● Task goal:
Express the entries from the start through the line containing "pixel 723 496" as a two-column CSV with the columns entry_text and answer, giving one row per entry with its text and its answer each in a single quoted field and line breaks turned into spaces. Leave the pictures out.

Dataset excerpts on object pointing:
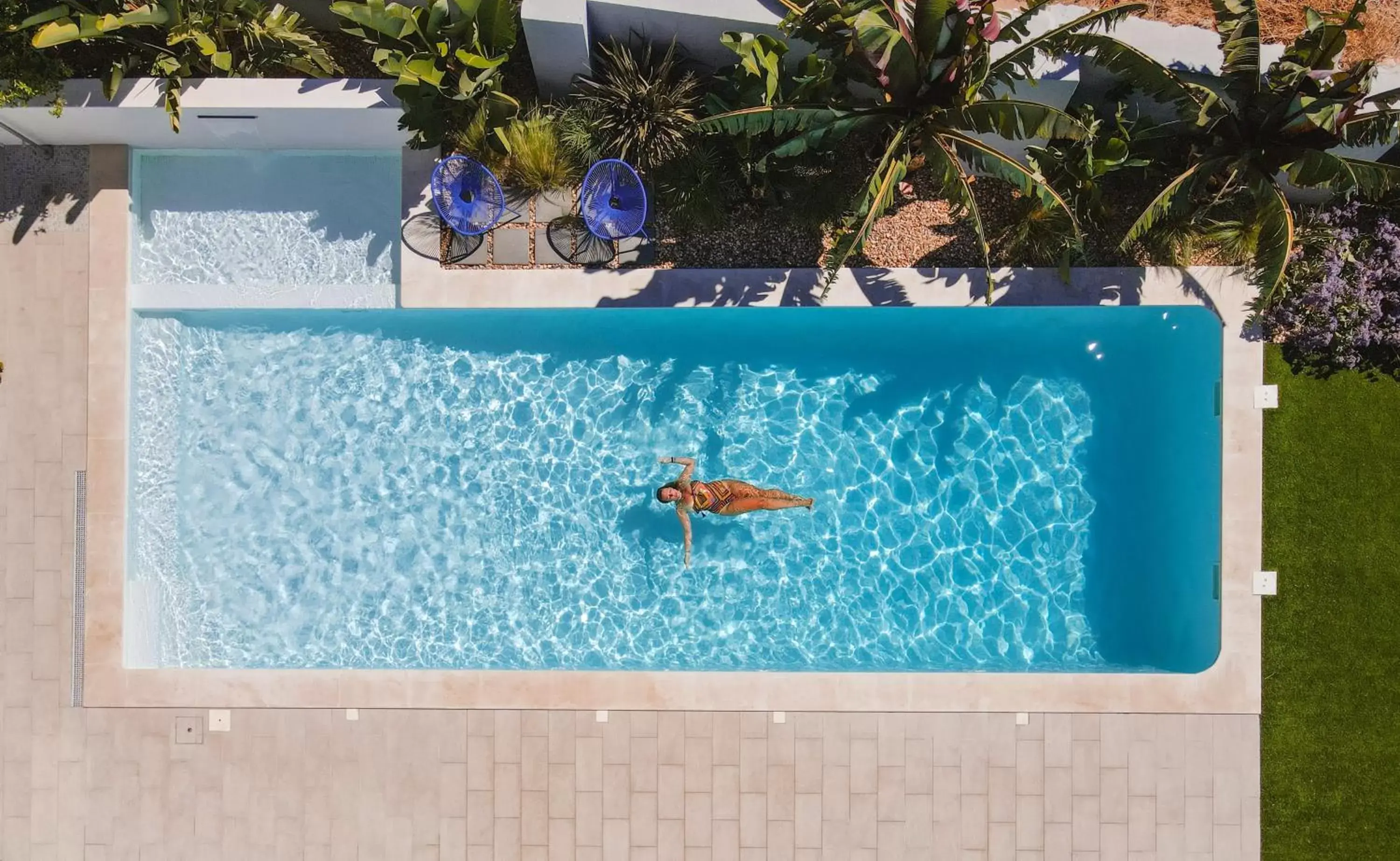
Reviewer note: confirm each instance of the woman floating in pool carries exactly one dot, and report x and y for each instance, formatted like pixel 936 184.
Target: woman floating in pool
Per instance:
pixel 723 496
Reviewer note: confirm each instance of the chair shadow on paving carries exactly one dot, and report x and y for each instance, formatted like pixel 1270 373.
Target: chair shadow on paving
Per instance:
pixel 42 189
pixel 423 236
pixel 721 287
pixel 572 240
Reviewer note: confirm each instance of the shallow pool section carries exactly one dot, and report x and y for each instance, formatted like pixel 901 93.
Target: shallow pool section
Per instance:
pixel 252 227
pixel 996 489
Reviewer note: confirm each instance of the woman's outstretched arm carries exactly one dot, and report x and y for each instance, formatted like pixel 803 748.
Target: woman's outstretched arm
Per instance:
pixel 685 526
pixel 689 467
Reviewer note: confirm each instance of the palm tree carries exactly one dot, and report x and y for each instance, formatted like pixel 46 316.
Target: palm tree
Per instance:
pixel 1252 128
pixel 930 66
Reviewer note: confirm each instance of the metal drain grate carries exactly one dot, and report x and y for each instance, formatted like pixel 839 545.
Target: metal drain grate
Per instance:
pixel 79 579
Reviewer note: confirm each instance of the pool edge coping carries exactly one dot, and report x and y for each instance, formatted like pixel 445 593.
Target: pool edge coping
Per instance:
pixel 1231 685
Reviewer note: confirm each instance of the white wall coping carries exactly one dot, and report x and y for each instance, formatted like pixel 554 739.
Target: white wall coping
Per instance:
pixel 237 93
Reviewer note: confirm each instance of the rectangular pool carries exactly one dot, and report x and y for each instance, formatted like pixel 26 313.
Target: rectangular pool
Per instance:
pixel 1011 489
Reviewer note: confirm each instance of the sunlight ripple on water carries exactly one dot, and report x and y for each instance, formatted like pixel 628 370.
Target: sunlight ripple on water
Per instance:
pixel 332 499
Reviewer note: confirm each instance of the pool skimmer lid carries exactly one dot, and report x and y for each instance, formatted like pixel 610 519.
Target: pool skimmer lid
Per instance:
pixel 1266 583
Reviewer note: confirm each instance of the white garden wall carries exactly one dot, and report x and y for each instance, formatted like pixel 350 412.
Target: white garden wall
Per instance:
pixel 286 114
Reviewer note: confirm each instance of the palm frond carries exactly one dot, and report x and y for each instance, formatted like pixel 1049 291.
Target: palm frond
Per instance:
pixel 1020 62
pixel 1378 128
pixel 870 205
pixel 1374 178
pixel 1172 198
pixel 1017 119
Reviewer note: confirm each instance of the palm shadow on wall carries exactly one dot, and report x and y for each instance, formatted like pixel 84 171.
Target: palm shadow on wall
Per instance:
pixel 720 287
pixel 42 187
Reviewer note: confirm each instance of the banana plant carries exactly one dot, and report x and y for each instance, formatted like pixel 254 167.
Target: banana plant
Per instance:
pixel 1259 125
pixel 1080 166
pixel 931 69
pixel 181 38
pixel 447 59
pixel 762 77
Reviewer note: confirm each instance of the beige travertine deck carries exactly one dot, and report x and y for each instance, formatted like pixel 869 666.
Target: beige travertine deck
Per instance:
pixel 1232 685
pixel 104 785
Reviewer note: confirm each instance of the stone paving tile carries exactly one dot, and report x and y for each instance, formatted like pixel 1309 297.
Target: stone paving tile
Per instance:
pixel 415 786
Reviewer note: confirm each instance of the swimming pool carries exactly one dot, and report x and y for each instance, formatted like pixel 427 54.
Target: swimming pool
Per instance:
pixel 996 489
pixel 257 227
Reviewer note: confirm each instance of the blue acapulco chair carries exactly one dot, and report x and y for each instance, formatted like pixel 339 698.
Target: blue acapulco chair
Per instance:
pixel 612 201
pixel 468 196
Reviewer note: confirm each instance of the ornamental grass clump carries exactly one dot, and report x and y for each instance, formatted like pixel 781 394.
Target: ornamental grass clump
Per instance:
pixel 1340 307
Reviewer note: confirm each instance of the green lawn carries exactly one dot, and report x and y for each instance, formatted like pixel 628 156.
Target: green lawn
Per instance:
pixel 1332 635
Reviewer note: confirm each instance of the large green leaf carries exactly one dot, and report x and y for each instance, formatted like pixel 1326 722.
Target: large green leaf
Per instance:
pixel 1276 241
pixel 1176 195
pixel 1237 21
pixel 49 14
pixel 868 206
pixel 93 27
pixel 1316 168
pixel 1018 28
pixel 761 56
pixel 1371 129
pixel 114 79
pixel 1316 49
pixel 826 135
pixel 496 24
pixel 957 185
pixel 779 119
pixel 173 100
pixel 888 52
pixel 392 20
pixel 930 27
pixel 422 68
pixel 1020 62
pixel 1137 69
pixel 1017 119
pixel 987 160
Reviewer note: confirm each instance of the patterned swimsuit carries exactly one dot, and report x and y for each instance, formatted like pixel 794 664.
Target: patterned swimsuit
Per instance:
pixel 710 496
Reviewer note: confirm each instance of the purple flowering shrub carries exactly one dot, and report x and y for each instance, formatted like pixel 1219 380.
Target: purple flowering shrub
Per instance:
pixel 1340 307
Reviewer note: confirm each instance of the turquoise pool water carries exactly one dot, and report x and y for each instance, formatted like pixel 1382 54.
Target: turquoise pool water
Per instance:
pixel 996 489
pixel 259 227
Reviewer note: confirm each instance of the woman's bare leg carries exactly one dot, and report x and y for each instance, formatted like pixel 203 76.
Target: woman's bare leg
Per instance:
pixel 765 503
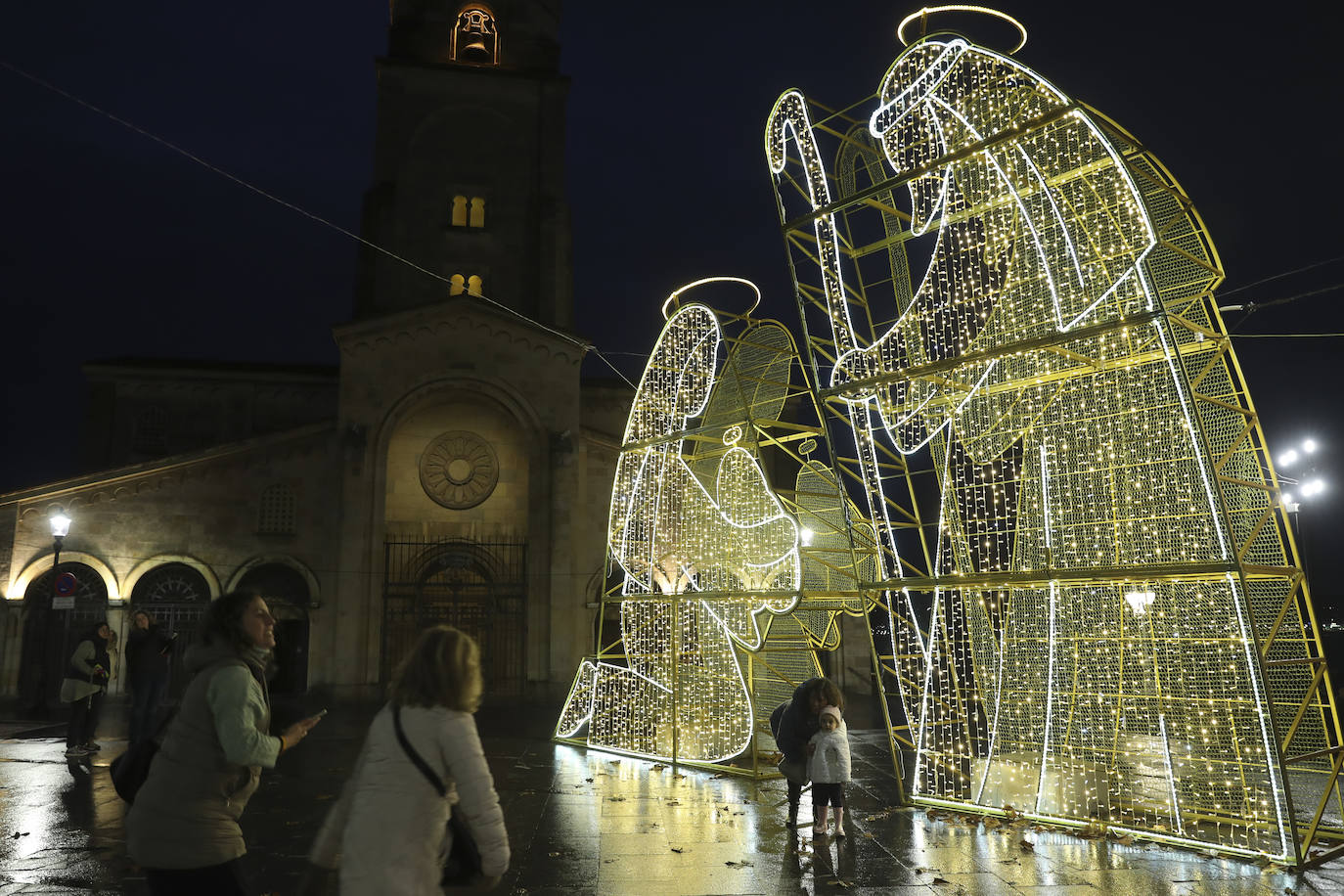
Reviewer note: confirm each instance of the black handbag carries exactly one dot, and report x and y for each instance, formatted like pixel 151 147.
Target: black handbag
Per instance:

● Response below:
entry_text,answer
"Reviewer note: confirm each instance of the woman floating in pool carries exactly one dot, and report x and y for each instance, formatted like pixel 936 184. Target: woman floating in pool Per instance:","pixel 723 496"